AIM: Convert the lines from the one containing "of the lower" through the one containing "x=550 y=409" into a numbered list, leaving out any blank lines.

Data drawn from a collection
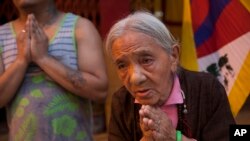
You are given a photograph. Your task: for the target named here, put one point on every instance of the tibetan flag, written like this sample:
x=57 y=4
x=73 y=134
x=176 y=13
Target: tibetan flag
x=216 y=39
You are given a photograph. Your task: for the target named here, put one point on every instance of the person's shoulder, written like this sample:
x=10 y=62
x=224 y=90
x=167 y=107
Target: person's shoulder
x=82 y=21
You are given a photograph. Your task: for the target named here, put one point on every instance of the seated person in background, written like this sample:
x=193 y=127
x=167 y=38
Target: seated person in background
x=160 y=101
x=51 y=68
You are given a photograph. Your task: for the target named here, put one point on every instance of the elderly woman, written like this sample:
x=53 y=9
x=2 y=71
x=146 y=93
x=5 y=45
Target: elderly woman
x=51 y=68
x=161 y=101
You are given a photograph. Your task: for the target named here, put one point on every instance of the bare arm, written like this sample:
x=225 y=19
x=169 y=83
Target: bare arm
x=90 y=80
x=12 y=77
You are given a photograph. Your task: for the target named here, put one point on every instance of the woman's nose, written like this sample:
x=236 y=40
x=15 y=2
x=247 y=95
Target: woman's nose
x=137 y=76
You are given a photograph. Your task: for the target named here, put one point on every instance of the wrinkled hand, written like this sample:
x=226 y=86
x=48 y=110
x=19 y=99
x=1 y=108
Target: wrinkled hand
x=155 y=125
x=39 y=40
x=23 y=45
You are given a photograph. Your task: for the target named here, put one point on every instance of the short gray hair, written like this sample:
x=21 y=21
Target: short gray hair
x=143 y=22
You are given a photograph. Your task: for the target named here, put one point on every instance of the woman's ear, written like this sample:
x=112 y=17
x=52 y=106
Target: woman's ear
x=175 y=56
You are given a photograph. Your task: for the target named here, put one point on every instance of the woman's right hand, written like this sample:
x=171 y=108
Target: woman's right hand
x=23 y=45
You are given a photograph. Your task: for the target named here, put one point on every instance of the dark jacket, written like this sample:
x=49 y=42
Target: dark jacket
x=208 y=117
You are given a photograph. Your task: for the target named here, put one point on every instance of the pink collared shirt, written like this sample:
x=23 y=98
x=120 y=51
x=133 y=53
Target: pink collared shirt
x=170 y=106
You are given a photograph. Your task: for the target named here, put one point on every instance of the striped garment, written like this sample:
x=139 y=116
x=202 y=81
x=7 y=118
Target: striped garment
x=42 y=110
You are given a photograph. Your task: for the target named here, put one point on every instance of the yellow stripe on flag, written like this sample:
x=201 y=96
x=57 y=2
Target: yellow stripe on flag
x=241 y=87
x=188 y=57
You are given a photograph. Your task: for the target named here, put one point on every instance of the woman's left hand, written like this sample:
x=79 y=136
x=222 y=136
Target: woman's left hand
x=39 y=40
x=155 y=124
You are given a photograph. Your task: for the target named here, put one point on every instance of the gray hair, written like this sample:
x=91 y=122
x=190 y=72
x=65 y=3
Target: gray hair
x=143 y=22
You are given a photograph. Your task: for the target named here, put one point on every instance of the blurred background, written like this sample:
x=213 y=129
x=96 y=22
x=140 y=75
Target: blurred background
x=186 y=21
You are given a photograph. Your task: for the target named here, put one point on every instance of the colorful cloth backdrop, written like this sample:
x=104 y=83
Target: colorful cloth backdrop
x=216 y=39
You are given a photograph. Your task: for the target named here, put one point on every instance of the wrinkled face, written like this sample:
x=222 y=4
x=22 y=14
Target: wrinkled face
x=144 y=67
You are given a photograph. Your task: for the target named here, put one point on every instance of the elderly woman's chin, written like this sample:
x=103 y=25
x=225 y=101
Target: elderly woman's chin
x=151 y=101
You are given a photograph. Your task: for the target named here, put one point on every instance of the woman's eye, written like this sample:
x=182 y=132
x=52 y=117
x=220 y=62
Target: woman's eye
x=146 y=61
x=121 y=66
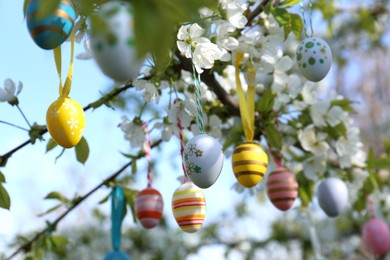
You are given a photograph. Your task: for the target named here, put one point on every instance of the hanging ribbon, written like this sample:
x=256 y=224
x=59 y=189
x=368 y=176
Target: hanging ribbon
x=65 y=89
x=117 y=210
x=198 y=96
x=181 y=147
x=246 y=104
x=147 y=149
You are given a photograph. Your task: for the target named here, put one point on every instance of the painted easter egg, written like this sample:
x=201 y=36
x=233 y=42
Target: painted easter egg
x=282 y=188
x=189 y=207
x=314 y=58
x=203 y=159
x=113 y=42
x=332 y=196
x=249 y=163
x=376 y=236
x=149 y=207
x=52 y=30
x=65 y=121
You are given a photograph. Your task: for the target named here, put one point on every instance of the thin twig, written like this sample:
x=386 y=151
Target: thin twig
x=76 y=202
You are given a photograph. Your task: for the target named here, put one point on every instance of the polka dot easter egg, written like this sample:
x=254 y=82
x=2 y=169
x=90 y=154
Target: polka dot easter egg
x=189 y=207
x=113 y=42
x=314 y=58
x=376 y=235
x=149 y=207
x=65 y=121
x=282 y=188
x=332 y=196
x=203 y=159
x=249 y=163
x=52 y=30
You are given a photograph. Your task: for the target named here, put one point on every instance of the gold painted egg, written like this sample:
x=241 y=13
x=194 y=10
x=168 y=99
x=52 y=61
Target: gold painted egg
x=65 y=121
x=249 y=163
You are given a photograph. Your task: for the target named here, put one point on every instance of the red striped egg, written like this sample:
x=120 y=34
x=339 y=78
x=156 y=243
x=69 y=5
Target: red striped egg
x=376 y=236
x=189 y=207
x=282 y=188
x=249 y=163
x=149 y=207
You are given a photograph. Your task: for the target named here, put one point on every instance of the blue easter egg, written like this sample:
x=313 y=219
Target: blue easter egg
x=52 y=30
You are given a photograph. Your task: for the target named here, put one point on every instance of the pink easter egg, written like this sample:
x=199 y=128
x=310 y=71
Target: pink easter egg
x=149 y=207
x=282 y=188
x=376 y=236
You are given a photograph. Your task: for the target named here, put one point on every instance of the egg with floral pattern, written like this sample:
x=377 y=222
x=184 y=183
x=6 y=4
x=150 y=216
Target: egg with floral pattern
x=53 y=29
x=113 y=42
x=65 y=121
x=203 y=159
x=314 y=58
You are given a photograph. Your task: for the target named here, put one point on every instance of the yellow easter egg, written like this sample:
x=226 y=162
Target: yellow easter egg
x=249 y=163
x=65 y=121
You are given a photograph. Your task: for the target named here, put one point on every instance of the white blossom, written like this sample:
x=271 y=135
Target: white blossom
x=312 y=141
x=9 y=92
x=205 y=54
x=322 y=114
x=133 y=132
x=234 y=11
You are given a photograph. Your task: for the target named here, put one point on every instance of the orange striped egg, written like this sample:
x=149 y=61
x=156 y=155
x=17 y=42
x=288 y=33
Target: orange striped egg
x=249 y=163
x=65 y=121
x=282 y=188
x=149 y=207
x=189 y=207
x=52 y=30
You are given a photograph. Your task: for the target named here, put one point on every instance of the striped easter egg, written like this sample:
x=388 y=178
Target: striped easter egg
x=249 y=163
x=189 y=207
x=282 y=188
x=149 y=207
x=53 y=29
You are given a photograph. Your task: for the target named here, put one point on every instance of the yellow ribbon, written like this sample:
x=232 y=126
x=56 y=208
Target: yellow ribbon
x=65 y=89
x=246 y=104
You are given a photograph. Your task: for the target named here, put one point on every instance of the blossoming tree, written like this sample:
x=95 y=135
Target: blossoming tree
x=195 y=59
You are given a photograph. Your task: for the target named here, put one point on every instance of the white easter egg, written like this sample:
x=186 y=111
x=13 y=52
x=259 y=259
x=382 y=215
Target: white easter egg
x=203 y=159
x=113 y=42
x=332 y=196
x=314 y=58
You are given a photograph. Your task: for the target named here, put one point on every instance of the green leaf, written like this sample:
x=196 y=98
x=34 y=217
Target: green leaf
x=49 y=210
x=82 y=151
x=2 y=178
x=51 y=144
x=57 y=196
x=287 y=3
x=5 y=201
x=130 y=200
x=47 y=7
x=266 y=102
x=273 y=136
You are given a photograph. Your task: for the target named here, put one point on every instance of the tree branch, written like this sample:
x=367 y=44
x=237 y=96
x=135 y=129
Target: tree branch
x=109 y=96
x=76 y=202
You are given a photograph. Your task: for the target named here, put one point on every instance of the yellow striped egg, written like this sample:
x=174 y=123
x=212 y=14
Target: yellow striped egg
x=189 y=207
x=65 y=121
x=52 y=30
x=249 y=163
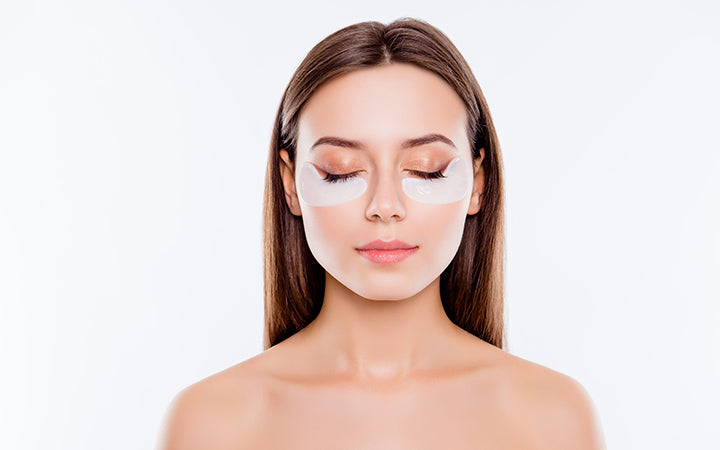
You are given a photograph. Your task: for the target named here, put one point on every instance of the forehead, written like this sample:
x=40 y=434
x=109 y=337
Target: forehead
x=383 y=106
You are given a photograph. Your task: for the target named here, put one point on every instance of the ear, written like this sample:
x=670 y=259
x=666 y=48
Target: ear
x=478 y=184
x=287 y=173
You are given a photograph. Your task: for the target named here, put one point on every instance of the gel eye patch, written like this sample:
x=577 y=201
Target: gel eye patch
x=315 y=191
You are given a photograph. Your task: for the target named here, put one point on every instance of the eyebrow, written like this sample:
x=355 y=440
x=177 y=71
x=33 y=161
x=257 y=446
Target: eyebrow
x=409 y=143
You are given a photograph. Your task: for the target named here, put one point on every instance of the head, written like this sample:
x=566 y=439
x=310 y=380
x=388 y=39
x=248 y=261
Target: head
x=385 y=107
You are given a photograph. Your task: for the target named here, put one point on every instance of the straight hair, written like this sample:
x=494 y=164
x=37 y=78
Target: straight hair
x=472 y=285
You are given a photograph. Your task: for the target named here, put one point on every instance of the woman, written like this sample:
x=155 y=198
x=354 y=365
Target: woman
x=384 y=270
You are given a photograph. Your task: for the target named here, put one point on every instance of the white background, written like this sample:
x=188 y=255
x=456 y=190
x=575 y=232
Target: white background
x=133 y=144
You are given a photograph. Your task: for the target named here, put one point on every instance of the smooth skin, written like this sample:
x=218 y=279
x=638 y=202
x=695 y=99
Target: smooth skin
x=382 y=366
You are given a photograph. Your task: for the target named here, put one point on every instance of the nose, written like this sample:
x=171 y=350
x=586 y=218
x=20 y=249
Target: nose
x=386 y=200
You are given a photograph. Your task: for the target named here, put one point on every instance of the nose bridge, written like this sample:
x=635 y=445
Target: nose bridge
x=387 y=199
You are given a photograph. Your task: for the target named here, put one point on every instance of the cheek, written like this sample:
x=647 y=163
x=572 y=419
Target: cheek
x=328 y=229
x=442 y=229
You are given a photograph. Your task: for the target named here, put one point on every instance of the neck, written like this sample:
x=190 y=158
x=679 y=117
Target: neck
x=381 y=339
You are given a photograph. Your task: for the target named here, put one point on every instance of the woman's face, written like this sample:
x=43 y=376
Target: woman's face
x=374 y=118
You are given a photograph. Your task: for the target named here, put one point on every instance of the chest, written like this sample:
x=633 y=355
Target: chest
x=429 y=418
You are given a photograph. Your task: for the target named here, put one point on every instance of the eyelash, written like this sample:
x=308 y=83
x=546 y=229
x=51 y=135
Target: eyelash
x=332 y=178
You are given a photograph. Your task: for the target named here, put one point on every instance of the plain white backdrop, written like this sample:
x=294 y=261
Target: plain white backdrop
x=133 y=143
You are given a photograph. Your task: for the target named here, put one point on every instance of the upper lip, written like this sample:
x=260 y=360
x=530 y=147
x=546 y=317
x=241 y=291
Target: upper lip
x=377 y=244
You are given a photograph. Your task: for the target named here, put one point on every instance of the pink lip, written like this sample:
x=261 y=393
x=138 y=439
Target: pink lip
x=377 y=244
x=381 y=252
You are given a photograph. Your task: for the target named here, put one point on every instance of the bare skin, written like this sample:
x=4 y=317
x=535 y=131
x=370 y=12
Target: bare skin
x=480 y=398
x=382 y=366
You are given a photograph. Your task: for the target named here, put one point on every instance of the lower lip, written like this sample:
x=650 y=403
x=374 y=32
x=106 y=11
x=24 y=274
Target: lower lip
x=387 y=256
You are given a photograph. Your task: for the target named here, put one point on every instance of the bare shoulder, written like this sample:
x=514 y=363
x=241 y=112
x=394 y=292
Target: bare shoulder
x=216 y=413
x=550 y=409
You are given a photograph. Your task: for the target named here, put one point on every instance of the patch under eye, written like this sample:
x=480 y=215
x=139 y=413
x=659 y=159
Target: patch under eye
x=455 y=185
x=313 y=190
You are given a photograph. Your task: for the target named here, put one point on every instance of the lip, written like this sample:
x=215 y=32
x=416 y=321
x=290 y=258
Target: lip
x=386 y=252
x=395 y=244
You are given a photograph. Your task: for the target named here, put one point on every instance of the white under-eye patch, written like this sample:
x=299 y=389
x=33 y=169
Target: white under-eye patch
x=455 y=183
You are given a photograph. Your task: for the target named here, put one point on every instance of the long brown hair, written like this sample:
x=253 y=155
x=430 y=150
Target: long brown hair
x=471 y=286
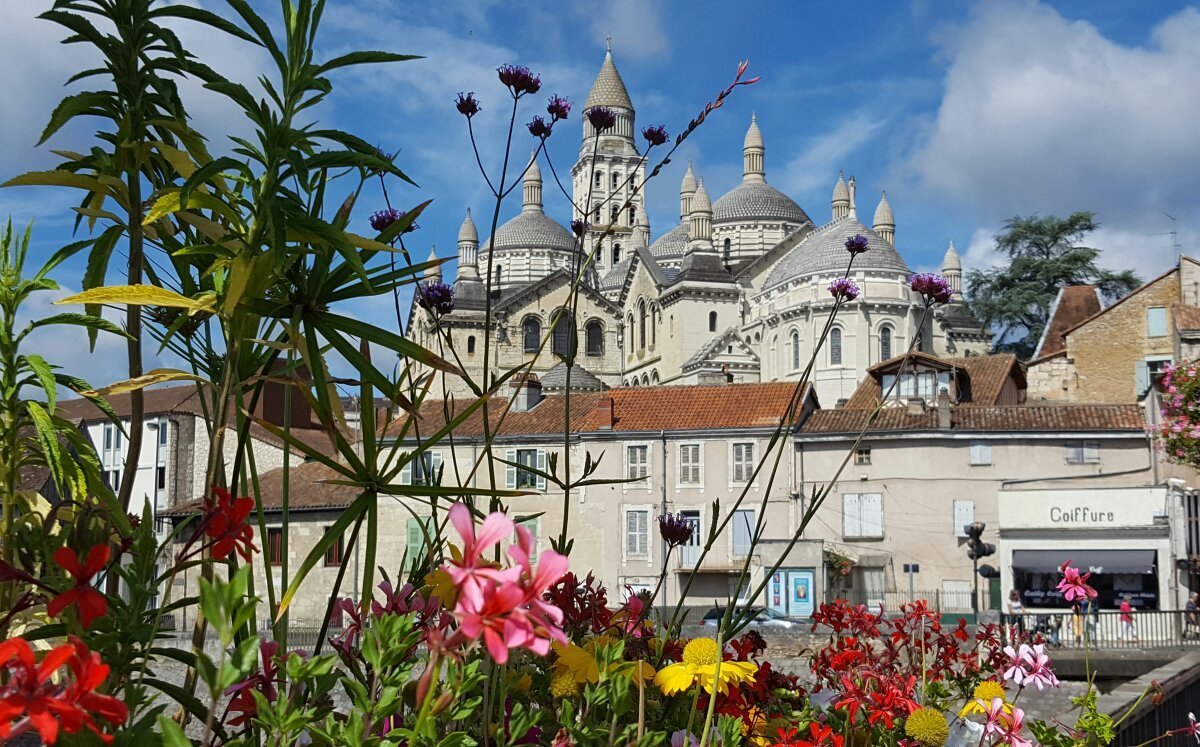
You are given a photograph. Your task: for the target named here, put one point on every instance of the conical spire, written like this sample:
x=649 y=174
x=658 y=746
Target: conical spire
x=753 y=153
x=433 y=274
x=468 y=249
x=952 y=268
x=468 y=232
x=885 y=222
x=609 y=89
x=687 y=190
x=533 y=185
x=840 y=198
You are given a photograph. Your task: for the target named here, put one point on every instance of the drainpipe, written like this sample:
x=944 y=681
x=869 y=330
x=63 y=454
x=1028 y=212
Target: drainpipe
x=663 y=438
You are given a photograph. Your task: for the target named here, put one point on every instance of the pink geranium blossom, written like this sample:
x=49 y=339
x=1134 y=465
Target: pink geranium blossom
x=504 y=607
x=1030 y=665
x=1073 y=585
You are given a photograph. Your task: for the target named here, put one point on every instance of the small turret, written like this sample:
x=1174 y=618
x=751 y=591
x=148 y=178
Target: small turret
x=753 y=153
x=840 y=198
x=687 y=190
x=468 y=249
x=952 y=268
x=533 y=185
x=885 y=222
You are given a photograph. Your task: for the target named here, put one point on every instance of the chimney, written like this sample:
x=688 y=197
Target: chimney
x=271 y=404
x=529 y=392
x=916 y=406
x=943 y=410
x=604 y=414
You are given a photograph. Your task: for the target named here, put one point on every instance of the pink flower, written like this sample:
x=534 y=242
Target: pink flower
x=1030 y=665
x=504 y=607
x=1073 y=585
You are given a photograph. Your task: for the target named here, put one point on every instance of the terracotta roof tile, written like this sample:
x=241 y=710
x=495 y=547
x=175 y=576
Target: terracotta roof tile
x=1018 y=418
x=987 y=376
x=1073 y=305
x=635 y=410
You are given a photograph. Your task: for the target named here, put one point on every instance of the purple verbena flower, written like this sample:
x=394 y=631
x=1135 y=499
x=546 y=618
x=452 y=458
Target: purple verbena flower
x=857 y=244
x=558 y=107
x=935 y=288
x=539 y=127
x=844 y=288
x=467 y=105
x=676 y=529
x=436 y=297
x=381 y=220
x=519 y=79
x=655 y=135
x=601 y=118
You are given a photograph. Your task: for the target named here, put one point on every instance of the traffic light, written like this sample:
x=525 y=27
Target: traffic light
x=976 y=547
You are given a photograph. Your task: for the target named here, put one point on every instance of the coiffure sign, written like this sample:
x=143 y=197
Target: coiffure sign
x=1080 y=509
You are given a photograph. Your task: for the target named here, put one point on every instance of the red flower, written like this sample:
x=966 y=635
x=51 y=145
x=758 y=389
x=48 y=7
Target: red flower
x=30 y=700
x=89 y=602
x=227 y=525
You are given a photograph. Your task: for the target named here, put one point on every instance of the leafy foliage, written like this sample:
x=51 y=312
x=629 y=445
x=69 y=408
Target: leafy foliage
x=1044 y=255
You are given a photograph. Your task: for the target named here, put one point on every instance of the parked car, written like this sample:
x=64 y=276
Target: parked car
x=761 y=617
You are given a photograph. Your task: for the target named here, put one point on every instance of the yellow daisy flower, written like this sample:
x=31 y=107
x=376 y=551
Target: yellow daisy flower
x=928 y=727
x=984 y=693
x=699 y=664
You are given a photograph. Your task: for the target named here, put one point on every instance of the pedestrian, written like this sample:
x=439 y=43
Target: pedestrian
x=1127 y=627
x=1015 y=614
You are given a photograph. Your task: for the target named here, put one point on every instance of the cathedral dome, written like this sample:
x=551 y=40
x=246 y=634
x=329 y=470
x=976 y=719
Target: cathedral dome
x=672 y=244
x=532 y=229
x=825 y=251
x=756 y=201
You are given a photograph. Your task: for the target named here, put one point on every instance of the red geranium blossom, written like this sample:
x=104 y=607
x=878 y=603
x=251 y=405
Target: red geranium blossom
x=83 y=595
x=30 y=700
x=227 y=525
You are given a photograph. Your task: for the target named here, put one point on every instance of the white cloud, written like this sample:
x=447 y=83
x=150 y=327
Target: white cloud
x=1045 y=114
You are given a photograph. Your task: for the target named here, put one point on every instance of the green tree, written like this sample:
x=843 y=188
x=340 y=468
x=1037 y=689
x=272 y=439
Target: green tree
x=1045 y=254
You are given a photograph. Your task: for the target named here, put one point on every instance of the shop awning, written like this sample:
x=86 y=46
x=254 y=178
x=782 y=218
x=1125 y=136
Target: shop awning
x=1097 y=561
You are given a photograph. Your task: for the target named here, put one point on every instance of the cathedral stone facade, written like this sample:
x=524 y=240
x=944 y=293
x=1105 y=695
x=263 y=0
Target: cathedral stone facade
x=737 y=291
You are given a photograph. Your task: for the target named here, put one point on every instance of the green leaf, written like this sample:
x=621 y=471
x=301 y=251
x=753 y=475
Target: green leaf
x=365 y=58
x=46 y=377
x=84 y=102
x=172 y=733
x=324 y=543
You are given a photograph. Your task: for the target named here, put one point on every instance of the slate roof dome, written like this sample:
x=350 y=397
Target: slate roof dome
x=757 y=201
x=672 y=244
x=532 y=229
x=825 y=251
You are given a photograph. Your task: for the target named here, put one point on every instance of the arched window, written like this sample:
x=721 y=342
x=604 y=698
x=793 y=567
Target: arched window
x=594 y=334
x=564 y=333
x=531 y=333
x=641 y=323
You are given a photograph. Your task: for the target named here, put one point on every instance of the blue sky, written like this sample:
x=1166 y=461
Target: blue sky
x=966 y=113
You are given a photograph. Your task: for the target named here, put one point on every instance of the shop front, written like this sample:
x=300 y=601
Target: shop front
x=1119 y=535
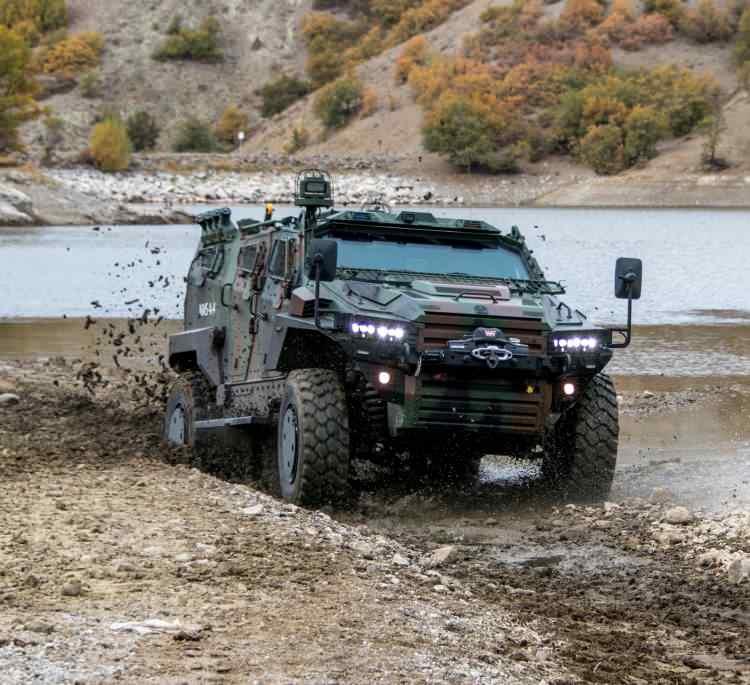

PROBLEM SOLUTION:
1. You are given a photograph. Your task: for the target named here, put one point on every instance of the lower lip, written like this sample:
2. x=650 y=403
3. x=374 y=32
4. x=106 y=11
5. x=24 y=274
6. Target: lower lip
7. x=387 y=256
8. You are given a photograph. Your task: for the target named here, put one point on every instance of the bare shoulder, written like this sample:
9. x=514 y=363
10. x=241 y=112
11. x=394 y=292
12. Target: bare shoulder
13. x=216 y=413
14. x=550 y=409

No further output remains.